• _Exercise description_:
Change every "leather" in the data to "suede" and write the lines out again with nothing else altered. Leave out the pictures.
::::::::
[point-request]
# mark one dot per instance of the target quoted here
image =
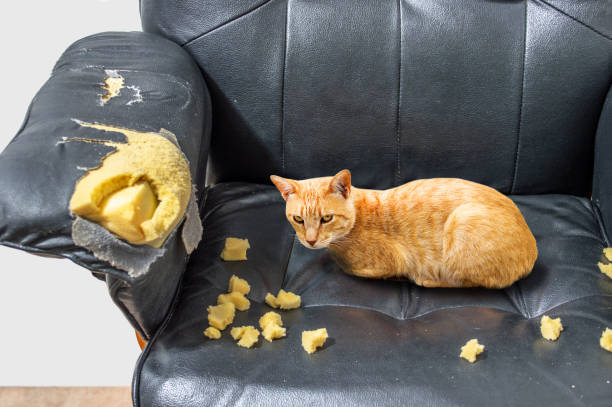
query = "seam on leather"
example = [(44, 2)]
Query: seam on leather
[(571, 301), (416, 316), (399, 95), (599, 220), (282, 129), (223, 24), (173, 305), (145, 353), (112, 290), (576, 20), (121, 275), (522, 90), (286, 265)]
::::::::
• _Completed task_:
[point-request]
# mark one dot per instance of the target quoted here
image =
query = "seam on suede"
example = [(44, 2)]
Query: seam on suede
[(571, 301), (416, 316), (399, 95), (599, 220), (282, 129), (223, 24), (173, 305), (145, 353), (112, 290), (576, 20), (121, 275), (522, 90), (286, 265)]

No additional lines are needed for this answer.